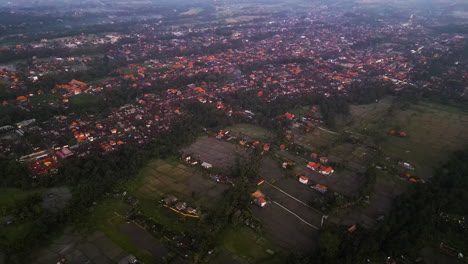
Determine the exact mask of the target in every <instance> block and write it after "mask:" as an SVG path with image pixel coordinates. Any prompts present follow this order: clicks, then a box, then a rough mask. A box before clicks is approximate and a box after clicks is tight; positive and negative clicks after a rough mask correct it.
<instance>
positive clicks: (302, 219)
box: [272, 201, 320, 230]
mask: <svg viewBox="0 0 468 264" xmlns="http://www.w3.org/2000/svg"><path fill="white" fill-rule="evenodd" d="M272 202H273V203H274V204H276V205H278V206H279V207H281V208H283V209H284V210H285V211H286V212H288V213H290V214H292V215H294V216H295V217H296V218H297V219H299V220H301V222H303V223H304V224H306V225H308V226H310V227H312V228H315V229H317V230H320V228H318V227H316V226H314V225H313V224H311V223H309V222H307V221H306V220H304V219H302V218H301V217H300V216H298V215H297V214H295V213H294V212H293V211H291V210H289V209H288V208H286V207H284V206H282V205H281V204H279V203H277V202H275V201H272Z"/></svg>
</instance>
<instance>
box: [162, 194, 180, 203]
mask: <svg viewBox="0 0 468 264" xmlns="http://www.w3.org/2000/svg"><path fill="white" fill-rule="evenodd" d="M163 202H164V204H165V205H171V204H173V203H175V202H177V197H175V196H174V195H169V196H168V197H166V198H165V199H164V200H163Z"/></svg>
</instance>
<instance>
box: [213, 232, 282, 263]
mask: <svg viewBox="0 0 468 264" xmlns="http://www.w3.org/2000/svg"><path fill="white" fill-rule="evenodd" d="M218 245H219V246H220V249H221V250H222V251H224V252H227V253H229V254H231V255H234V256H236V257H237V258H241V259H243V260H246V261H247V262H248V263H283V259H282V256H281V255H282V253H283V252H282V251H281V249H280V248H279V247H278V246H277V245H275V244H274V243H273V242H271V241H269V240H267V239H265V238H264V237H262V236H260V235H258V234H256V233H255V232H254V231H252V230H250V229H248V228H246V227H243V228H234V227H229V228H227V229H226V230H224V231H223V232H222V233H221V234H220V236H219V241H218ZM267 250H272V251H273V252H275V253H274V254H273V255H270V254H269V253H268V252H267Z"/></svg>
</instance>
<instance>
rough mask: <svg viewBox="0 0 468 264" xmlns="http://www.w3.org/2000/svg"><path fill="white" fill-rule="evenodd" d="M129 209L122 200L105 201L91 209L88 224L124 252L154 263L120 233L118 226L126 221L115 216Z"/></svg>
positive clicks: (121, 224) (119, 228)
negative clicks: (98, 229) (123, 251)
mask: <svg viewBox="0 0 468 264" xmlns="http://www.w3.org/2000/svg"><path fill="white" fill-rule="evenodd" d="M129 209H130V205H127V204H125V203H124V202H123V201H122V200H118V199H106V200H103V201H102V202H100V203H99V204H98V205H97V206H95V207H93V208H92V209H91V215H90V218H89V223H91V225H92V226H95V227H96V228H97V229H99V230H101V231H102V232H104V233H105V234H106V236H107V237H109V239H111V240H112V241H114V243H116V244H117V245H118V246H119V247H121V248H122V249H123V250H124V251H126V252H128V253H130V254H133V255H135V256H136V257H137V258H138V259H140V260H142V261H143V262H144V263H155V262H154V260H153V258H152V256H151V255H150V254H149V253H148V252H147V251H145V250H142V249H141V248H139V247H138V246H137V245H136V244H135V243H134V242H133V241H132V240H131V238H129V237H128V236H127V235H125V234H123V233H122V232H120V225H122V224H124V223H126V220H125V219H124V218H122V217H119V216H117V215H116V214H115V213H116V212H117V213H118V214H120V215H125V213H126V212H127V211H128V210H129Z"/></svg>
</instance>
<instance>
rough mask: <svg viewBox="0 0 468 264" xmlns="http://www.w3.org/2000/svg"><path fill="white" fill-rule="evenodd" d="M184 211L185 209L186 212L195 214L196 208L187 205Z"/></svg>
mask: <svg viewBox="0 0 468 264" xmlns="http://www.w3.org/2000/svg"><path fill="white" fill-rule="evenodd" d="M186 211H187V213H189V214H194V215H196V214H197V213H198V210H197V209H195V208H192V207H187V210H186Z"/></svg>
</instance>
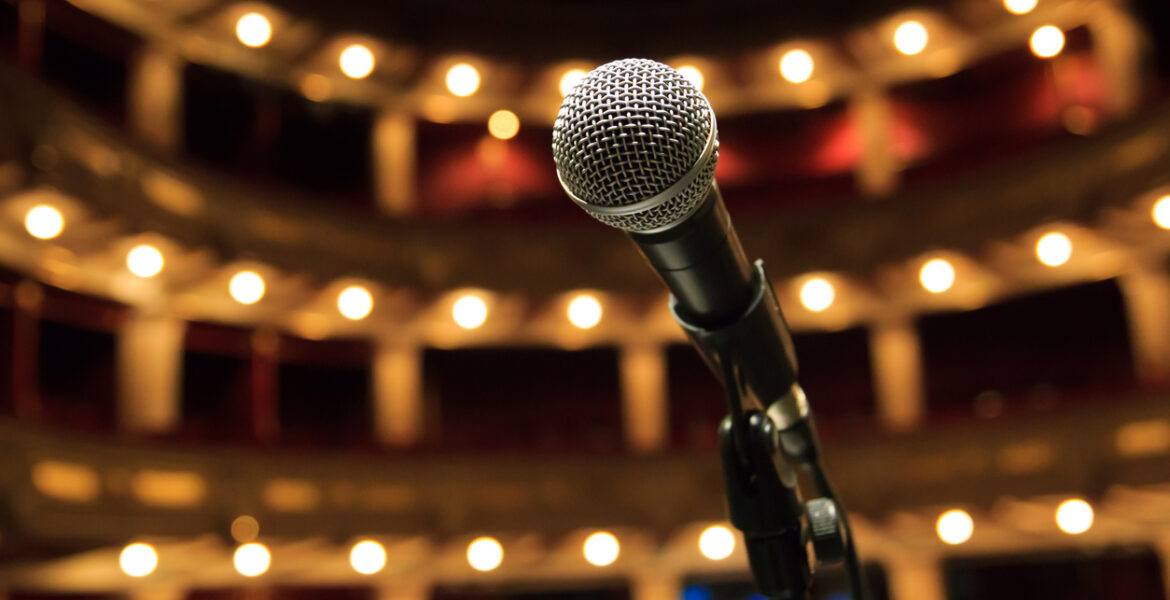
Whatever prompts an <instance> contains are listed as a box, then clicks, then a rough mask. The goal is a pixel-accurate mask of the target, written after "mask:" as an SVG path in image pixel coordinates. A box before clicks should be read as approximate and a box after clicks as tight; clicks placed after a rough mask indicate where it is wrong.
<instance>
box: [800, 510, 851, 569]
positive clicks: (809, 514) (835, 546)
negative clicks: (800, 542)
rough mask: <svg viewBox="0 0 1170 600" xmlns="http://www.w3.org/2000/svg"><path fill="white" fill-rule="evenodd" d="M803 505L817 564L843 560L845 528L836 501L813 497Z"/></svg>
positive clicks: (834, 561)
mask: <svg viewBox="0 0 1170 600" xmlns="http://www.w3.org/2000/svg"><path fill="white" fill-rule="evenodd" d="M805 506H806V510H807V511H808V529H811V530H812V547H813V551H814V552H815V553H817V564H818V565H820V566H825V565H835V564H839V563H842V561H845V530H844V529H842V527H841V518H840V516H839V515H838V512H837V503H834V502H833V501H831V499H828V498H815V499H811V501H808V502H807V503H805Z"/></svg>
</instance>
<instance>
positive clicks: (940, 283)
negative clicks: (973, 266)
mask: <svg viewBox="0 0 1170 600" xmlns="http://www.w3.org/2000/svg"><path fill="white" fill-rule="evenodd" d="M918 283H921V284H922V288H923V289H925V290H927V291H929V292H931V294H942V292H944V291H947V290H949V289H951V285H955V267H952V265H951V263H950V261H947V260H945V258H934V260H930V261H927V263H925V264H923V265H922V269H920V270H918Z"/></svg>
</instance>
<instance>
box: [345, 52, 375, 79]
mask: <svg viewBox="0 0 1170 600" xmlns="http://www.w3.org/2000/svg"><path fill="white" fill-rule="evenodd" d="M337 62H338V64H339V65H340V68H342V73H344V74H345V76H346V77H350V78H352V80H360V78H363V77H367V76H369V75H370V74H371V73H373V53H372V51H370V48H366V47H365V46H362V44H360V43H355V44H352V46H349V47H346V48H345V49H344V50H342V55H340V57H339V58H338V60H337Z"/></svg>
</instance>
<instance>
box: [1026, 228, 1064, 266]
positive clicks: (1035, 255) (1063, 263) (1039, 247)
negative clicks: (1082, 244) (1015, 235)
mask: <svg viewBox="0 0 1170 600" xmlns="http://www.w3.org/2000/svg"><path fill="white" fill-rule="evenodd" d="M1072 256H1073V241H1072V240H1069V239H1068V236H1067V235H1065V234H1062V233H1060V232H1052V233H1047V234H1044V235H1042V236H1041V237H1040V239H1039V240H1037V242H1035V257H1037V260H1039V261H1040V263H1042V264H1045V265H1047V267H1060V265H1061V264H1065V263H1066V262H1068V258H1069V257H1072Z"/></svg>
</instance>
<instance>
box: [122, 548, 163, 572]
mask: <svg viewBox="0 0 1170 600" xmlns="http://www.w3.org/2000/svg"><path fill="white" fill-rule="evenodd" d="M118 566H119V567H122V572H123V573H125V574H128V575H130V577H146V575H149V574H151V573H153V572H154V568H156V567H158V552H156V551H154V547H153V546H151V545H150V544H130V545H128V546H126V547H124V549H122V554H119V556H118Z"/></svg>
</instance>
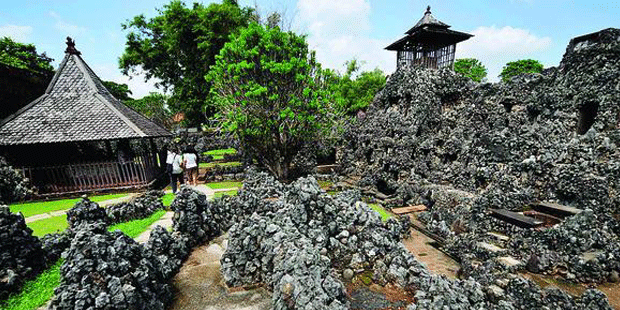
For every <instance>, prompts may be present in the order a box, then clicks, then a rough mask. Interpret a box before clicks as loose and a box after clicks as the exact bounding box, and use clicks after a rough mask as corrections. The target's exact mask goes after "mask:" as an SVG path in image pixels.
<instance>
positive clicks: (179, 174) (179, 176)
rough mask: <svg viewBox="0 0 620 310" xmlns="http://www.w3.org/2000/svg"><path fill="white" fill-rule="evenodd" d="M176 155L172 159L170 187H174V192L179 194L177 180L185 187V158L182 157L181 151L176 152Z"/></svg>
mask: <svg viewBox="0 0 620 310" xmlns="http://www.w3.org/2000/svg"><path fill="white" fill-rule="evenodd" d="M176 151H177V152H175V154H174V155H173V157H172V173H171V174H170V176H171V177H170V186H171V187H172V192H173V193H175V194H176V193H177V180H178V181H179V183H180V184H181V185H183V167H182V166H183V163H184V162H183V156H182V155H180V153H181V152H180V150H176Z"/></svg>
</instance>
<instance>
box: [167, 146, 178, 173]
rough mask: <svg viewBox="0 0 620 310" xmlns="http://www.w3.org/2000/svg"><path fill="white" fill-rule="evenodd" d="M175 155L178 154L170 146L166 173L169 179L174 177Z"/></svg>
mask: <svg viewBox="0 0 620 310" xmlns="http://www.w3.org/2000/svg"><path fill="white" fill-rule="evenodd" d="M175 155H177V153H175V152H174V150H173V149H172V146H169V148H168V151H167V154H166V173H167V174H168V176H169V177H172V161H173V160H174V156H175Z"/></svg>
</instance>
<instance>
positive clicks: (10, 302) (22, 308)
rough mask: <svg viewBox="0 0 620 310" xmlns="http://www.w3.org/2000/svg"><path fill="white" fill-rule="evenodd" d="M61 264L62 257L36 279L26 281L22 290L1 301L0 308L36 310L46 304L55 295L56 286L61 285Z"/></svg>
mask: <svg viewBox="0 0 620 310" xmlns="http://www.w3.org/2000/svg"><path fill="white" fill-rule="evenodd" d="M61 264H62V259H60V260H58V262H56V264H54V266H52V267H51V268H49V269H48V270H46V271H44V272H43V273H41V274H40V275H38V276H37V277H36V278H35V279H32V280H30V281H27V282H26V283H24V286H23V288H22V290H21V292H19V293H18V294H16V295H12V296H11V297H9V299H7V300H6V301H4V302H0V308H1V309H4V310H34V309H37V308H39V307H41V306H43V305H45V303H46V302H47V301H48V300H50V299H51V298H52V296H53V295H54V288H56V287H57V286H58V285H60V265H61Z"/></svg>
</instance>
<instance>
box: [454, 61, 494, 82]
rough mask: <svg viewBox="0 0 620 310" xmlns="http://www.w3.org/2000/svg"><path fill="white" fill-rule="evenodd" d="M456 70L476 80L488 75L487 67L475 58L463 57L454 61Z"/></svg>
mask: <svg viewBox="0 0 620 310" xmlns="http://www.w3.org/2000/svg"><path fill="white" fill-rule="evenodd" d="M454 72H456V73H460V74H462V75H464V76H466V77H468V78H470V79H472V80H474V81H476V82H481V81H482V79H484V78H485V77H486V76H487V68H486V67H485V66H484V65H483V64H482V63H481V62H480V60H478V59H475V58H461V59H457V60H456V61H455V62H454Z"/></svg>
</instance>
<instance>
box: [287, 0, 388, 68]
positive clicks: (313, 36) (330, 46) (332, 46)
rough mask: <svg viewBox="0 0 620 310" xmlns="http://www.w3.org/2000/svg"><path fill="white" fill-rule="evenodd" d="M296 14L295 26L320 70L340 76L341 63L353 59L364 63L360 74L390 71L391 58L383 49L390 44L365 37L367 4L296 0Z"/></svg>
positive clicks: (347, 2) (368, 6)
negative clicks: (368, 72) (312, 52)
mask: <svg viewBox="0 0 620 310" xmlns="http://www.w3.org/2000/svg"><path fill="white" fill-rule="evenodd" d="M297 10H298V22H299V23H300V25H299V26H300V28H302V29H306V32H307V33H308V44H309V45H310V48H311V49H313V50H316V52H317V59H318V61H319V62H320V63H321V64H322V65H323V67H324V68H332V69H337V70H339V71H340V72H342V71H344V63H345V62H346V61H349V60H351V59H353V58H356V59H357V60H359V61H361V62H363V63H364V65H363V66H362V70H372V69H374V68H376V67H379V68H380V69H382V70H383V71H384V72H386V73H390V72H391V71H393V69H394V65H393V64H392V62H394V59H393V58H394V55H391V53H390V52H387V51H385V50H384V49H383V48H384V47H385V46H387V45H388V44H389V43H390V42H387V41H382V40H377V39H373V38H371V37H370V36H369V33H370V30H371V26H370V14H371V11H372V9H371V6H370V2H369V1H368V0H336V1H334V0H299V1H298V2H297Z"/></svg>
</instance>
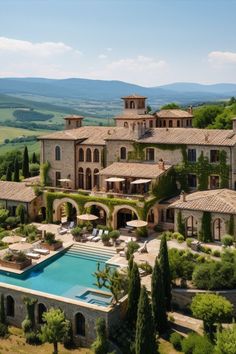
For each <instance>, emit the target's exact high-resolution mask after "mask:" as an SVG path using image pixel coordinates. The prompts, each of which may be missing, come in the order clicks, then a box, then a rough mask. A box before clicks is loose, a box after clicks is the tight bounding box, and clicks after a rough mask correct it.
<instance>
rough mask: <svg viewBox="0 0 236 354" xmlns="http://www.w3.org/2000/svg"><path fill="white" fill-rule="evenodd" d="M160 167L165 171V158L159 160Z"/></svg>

━━━━━━━━━━

Write out again, exactly, the lines from the start of the listing up to the line containing "positive clicks: (302, 219)", with both ends and without pictures.

Output of the exercise
Determine the exact mask of the target in every <instance> block and write it after "mask:" as an SVG path with image pixel coordinates. Any prompts present follow this order: clicks, then a box, then a rough mask. A box before clicks is approximate and a box after clicks is tight; positive and negative clicks after a rough mask correct it.
<instance>
positive clicks: (302, 219)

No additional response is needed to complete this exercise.